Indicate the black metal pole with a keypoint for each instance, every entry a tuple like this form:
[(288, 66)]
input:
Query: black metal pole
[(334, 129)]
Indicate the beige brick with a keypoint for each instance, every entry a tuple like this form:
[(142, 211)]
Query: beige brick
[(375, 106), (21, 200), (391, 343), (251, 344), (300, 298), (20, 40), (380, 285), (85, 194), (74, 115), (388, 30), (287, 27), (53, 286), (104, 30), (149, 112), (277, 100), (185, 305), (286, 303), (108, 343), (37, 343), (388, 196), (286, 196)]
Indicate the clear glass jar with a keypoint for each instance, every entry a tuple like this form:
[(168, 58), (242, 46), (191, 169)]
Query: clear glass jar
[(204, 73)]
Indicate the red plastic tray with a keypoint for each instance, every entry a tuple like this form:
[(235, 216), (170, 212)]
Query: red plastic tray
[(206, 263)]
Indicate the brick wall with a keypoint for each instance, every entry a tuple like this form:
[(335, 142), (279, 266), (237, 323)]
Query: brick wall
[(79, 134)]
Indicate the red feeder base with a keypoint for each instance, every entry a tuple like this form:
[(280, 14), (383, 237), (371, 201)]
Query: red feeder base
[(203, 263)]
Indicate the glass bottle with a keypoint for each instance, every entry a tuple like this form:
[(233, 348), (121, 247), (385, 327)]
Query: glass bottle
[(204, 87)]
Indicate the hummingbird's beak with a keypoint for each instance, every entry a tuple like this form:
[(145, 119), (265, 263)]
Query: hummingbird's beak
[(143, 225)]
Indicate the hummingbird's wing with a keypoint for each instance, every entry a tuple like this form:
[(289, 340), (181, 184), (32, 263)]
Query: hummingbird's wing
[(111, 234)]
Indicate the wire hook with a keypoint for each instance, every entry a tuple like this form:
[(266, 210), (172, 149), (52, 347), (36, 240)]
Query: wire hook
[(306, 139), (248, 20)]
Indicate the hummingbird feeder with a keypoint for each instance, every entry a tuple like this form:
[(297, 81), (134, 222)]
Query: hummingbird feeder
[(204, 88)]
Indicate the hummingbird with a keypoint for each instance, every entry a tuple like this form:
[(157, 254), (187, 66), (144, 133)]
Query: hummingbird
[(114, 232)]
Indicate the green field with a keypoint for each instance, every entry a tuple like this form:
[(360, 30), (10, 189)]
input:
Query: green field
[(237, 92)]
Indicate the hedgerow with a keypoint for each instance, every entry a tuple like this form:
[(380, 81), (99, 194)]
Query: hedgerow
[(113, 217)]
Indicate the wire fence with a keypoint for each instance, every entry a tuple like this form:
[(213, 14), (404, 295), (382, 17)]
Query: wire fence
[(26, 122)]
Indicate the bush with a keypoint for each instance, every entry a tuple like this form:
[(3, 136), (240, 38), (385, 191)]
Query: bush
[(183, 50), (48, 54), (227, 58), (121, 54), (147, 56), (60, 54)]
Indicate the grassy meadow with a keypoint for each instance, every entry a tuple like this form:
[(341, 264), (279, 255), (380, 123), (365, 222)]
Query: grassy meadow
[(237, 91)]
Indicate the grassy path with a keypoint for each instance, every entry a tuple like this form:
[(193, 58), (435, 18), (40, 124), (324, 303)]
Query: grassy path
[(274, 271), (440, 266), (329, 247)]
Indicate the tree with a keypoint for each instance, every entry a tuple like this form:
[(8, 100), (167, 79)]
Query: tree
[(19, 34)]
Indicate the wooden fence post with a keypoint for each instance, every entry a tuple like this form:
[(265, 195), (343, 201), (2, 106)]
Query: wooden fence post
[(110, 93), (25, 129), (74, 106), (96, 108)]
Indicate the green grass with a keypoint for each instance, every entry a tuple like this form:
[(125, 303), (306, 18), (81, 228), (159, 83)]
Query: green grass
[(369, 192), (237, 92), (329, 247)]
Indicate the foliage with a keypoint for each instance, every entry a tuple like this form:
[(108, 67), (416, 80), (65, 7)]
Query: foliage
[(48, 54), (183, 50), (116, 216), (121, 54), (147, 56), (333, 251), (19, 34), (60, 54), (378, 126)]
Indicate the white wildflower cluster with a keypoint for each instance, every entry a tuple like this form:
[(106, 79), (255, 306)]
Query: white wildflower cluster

#####

Aim of the exercise -> Write out exactly the lines above between the line with "Indicate the beige" and the line with "[(142, 211)]", inclusive, and nothing beyond them.

Expected answer ->
Indicate the beige brick with a keypoint for each instance, every entry a tuple like this form:
[(142, 211)]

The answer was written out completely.